Available records:
──────

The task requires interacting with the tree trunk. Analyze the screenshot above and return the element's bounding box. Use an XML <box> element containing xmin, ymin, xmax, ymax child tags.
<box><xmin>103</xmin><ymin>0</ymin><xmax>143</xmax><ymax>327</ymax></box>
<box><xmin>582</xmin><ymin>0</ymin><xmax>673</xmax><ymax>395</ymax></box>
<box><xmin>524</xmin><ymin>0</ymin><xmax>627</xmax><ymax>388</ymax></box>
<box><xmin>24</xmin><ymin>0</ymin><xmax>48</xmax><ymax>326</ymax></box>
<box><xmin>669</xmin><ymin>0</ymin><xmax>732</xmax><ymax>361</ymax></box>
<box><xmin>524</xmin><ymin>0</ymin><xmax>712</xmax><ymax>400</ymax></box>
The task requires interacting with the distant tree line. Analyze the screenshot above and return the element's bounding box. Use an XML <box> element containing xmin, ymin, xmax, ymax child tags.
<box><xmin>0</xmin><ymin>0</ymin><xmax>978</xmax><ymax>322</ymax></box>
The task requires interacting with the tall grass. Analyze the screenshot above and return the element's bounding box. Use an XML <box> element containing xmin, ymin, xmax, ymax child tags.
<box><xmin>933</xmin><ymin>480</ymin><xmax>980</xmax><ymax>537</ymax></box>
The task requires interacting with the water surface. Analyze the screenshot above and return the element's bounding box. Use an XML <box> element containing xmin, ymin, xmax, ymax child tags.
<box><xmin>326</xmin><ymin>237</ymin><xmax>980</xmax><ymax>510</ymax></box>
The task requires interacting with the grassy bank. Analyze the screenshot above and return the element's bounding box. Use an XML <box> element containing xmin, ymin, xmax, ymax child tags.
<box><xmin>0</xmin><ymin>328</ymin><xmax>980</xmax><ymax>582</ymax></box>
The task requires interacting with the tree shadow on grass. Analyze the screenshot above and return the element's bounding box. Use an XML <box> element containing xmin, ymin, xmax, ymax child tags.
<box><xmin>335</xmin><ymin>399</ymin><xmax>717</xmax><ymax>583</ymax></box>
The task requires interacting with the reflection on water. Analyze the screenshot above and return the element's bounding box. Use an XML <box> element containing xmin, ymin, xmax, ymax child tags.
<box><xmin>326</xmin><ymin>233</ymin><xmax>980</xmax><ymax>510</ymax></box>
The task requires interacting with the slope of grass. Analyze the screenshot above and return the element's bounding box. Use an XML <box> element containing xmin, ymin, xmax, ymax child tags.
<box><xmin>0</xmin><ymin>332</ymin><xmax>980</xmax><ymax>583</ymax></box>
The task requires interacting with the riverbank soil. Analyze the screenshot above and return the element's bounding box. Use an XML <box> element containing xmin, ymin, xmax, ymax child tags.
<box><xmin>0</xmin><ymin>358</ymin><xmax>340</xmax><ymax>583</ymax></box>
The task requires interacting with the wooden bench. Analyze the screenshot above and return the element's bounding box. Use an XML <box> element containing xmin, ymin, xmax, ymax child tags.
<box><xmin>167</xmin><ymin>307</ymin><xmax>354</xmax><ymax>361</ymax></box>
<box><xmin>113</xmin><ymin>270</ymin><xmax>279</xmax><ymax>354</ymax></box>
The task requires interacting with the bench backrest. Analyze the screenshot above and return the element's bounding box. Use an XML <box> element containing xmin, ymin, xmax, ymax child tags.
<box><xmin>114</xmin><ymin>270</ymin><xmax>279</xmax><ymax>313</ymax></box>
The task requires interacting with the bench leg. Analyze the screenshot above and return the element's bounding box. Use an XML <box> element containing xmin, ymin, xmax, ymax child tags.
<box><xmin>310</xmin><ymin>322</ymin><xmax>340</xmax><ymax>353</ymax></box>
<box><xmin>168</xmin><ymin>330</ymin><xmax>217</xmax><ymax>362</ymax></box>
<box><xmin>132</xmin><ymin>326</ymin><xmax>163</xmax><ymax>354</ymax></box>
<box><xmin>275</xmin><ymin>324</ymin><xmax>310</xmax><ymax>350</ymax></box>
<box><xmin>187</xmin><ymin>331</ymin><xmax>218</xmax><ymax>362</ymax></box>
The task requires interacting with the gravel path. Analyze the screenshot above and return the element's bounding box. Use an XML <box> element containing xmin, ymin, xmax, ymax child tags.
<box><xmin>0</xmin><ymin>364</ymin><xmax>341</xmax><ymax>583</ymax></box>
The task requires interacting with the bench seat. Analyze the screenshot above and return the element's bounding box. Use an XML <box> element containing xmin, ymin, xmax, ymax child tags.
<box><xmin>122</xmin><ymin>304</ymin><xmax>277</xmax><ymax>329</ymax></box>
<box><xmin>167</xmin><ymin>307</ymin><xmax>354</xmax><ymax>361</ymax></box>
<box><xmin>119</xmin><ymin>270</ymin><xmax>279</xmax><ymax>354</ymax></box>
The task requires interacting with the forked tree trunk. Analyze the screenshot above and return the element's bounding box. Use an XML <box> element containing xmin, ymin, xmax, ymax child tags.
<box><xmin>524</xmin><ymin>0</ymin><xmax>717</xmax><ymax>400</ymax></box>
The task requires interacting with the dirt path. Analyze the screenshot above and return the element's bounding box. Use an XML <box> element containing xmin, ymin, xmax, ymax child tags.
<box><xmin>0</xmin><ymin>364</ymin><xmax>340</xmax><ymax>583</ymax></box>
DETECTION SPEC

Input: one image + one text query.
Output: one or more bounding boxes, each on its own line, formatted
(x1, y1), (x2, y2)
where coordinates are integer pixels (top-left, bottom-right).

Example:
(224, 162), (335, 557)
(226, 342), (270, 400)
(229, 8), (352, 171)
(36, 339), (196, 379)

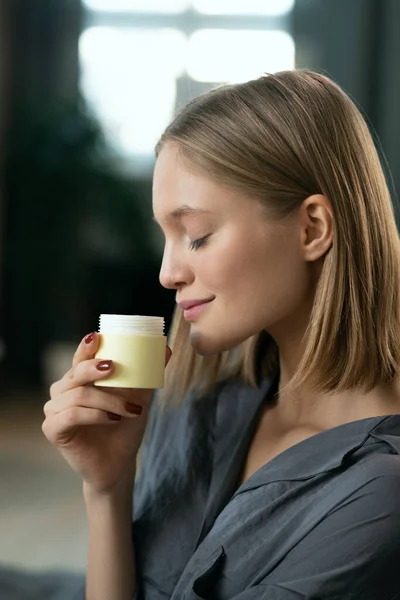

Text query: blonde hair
(156, 70), (400, 402)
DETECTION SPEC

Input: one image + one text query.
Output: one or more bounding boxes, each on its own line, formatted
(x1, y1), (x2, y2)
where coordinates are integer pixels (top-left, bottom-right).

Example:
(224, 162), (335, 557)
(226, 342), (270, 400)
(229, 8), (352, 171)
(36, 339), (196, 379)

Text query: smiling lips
(178, 298), (214, 321)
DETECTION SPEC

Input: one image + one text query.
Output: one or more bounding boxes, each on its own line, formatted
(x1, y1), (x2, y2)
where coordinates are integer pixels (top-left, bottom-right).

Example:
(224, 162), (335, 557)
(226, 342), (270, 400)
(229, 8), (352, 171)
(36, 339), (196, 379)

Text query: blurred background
(0, 0), (400, 571)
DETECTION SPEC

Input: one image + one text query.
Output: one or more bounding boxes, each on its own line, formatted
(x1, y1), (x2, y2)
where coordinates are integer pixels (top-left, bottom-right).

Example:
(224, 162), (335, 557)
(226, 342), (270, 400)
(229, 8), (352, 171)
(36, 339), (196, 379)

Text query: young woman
(43, 71), (400, 600)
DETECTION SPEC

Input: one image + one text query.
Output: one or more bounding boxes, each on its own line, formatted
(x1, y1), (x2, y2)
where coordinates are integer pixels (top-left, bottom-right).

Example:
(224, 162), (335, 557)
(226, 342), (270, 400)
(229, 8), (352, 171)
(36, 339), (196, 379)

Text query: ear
(299, 194), (334, 262)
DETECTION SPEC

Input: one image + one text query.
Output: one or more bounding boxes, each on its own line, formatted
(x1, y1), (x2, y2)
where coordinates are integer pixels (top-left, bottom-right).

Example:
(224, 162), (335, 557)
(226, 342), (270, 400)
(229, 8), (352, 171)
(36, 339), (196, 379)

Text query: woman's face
(153, 144), (312, 354)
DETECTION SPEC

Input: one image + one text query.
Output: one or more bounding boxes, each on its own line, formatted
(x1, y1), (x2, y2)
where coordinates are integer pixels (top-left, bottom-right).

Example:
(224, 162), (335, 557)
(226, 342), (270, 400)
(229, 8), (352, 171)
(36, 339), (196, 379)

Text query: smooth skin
(42, 333), (171, 600)
(43, 144), (400, 600)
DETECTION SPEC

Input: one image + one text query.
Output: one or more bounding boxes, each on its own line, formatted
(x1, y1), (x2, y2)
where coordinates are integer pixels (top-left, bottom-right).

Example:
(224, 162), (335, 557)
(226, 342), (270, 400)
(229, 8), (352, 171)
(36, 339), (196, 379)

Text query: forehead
(153, 144), (256, 221)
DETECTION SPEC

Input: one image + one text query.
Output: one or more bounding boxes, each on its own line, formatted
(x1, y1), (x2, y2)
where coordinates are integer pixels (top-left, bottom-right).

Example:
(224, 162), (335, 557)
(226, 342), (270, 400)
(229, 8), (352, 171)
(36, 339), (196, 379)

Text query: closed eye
(189, 234), (211, 250)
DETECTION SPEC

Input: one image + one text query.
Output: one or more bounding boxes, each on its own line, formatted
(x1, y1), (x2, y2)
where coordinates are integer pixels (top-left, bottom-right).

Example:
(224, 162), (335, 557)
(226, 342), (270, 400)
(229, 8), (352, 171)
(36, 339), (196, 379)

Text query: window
(79, 0), (295, 172)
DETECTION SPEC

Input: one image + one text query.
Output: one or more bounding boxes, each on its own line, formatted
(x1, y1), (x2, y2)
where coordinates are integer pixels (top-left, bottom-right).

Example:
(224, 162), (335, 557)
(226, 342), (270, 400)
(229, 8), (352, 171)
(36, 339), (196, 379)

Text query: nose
(159, 248), (193, 290)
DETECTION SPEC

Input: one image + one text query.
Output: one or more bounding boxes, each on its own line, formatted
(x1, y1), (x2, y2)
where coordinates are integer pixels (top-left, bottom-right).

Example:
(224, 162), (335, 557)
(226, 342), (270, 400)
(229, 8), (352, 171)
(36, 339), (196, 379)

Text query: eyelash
(189, 235), (210, 250)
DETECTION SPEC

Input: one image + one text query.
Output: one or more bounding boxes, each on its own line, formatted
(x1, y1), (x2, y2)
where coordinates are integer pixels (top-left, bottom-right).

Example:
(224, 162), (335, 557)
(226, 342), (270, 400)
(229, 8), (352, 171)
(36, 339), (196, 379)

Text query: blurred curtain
(293, 0), (400, 225)
(0, 0), (82, 386)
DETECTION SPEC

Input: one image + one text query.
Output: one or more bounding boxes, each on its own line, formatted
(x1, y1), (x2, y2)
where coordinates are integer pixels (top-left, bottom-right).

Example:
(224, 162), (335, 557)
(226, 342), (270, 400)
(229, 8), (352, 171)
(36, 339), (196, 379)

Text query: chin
(190, 328), (249, 356)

──────

Given exercise:
Display each line of the listing above that contains the word "woman". Treat uppercase and lowercase as different.

Answer to the task:
Text query: young woman
Text query: woman's face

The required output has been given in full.